*Action item A*. List the examples of routine and existing survey data that the studentship text gives for Studentship 3.
*Action item B*. According to the studentship text, in which place will the Studentship 3 student spatially analyze social, service and economic environments?
*Action item C*. Please quote the stretch of the studentship text from "Applicants should be outstanding graduates (minimum" through "Dr Christine Dunn.".

┌─ Exercise passage

Applicants should be outstanding graduates (with a minimum 2.1 undergraduate degree; Masters desirable) in the social sciences, namely social geography, sociology, social policy, social anthropology, social psychology or public health with a particular interest/experience in qualitative methodology, fieldwork and analysis.

The project will be supervised by Professor Clare Bambra, Professor Linda McKie (School of Applied Social Sciences) and Dr Kayleigh Garthwaite. This PhD project will link into the main Leverhulme Health Inequalities project as well as complementing the work of several other PhDs and researchers working on social and health geography at Durham University. The student must be able to work independently, including the production of their own and co-authored papers, but will also be expected to contribute to the wider project.

 

Full details can be found at http://www.jobs.ac.uk/job/AIH595/phd-studentship-women-health-and-austerity/

 

 

Studentship 2: History, Health and Austerity  

 

We are looking for candidates who are interested in pursuing doctoral research in the historical aspects of austerity and health. It will therefore involve detailed library, archival and desk-based social historical research to build up a ‘biography of place’ and to examine parallels between health, austerity and recession now and in the past. The impact of 20thcentury economic, industrial, cultural, social policies and medical and health history of the area will all be examined. We would expect the research to be supplemented by face to face qualitative interviews with local stakeholders such as community leaders, local health care, local authority and welfare professionals to gauge an overview of the more recent policy history of the area.

Applicants should be outstanding graduates (with a minimum 2.1 undergraduate degree; Masters desirable) in social/medical history or a relevant social science (with demonstrable historical content), namely human geography, sociology, political science, social policy, social anthropology, social psychology, or public health or social anthropology, with a particular interest in historical analysis and/or qualitative research/policy analysis. The project will be supervised by Prof Clare Bambra, Dr Andrzej Olechnowicz, and Dr Gordon MacLeod. The student must be able to work independently, but will also be expected to contribute to the wider project including co-authoring PhD and project papers.

 

Full details can be found at http://www.jobs.ac.uk/job/AIH592/studentship-history-health-and-austerity/

 

 

Studentship 3: Health, Place and Austerity  

 

We are looking for candidates who are interested in pursuing doctoral research in the areas of health and socio-economic inequalities. Candidates will be expected to use Geographical Information Systems (GIS) to spatially analyse routine and existing survey data (e.g. Hospital Episodes Statistics, Census, mortality data, Marmot Indicators, Index of Multiple Deprivation Health Dimension etc). You will spatially analyse the relationship between health and the wider social (e.g. housing type, income, education), service (e.g. health care centres, community centres, fast food and alcohol outlets, green space, leisure facilities) and economic (e.g. local unemployment rate, benefit receipt, deprivation, house repossessions, business start-ups/failures, travel to work data, and local authority GDP) environments in Stockton-on-Tees. A longitudinal and historical element to the spatial mapping will enable any changes in the local context and health indicators to be detected.

Applicants should be outstanding graduates (minimum 2:1 undergraduate degree, masters desirable) of health/social geography, social sciences or public health, with a particular interest in GIS, quantitative data and statistical analysis. The project will be supervised by Prof Clare Bambra, Dr Alison Copeland and Dr Christine Dunn.

This PhD project will link into the main Leverhulme Health Inequalities project as well as complementing the work of several other PhDs and researchers working on social and health geography at Durham University. The student must be able to work independently, but will also be expected to contribute to the wider project including co-authoring PhD and project papers.

└─
┌─ Excerpted data

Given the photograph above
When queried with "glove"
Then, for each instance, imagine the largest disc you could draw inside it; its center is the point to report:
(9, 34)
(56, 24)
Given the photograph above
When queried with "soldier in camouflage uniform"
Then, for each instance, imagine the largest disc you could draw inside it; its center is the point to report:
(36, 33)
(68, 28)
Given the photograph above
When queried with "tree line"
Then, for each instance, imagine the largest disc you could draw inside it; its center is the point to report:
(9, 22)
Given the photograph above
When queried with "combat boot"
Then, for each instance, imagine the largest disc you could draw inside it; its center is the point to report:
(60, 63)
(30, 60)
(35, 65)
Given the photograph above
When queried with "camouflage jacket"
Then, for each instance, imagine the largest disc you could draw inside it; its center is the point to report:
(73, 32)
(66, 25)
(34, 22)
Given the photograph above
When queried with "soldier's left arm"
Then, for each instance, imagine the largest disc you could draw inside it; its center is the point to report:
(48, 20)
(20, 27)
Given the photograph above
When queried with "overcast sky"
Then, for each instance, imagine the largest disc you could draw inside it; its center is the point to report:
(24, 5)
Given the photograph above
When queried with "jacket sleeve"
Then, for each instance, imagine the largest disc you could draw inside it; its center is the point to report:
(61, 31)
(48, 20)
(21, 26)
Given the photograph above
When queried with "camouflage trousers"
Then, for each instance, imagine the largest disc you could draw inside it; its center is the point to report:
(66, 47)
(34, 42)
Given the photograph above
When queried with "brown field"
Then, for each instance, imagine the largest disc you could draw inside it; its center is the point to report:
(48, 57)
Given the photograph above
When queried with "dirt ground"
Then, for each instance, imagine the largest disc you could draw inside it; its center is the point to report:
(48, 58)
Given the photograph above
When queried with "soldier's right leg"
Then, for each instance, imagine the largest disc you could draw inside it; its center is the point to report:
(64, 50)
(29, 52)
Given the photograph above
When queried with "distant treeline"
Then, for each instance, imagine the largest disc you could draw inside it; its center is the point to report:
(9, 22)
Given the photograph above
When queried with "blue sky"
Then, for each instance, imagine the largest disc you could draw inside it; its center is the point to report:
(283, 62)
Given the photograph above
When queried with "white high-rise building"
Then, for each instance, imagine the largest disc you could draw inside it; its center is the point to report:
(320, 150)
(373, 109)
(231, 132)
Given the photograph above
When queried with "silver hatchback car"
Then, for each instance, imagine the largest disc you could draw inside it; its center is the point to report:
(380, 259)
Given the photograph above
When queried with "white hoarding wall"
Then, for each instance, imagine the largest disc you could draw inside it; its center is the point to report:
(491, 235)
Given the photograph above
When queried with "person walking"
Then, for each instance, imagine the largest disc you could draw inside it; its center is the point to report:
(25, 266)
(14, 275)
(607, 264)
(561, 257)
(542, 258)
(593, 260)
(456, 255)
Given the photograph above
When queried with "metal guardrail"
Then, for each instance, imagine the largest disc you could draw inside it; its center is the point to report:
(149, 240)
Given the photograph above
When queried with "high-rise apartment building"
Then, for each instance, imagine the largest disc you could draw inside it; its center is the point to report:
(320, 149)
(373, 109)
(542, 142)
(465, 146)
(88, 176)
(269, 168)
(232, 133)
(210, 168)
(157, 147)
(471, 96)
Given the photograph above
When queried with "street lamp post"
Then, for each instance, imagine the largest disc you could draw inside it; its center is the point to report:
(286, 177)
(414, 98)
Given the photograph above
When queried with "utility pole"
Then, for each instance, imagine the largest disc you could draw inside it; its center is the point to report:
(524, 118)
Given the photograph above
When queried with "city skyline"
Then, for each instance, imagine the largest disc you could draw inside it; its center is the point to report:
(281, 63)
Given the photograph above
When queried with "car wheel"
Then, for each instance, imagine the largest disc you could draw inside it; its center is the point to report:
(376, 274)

└─

*Task solution A*. Hospital Episodes Statistics, Census, mortality data, Marmot Indicators, Index of Multiple Deprivation Health Dimension

*Task solution B*. Stockton-on-Tees

*Task solution C*.
Applicants should be outstanding graduates (minimum 2:1 undergraduate degree, masters desirable) of health/social geography, social sciences or public health, with a particular interest in GIS, quantitative data and statistical analysis. The project will be supervised by Prof Clare Bambra, Dr Alison Copeland and Dr Christine Dunn.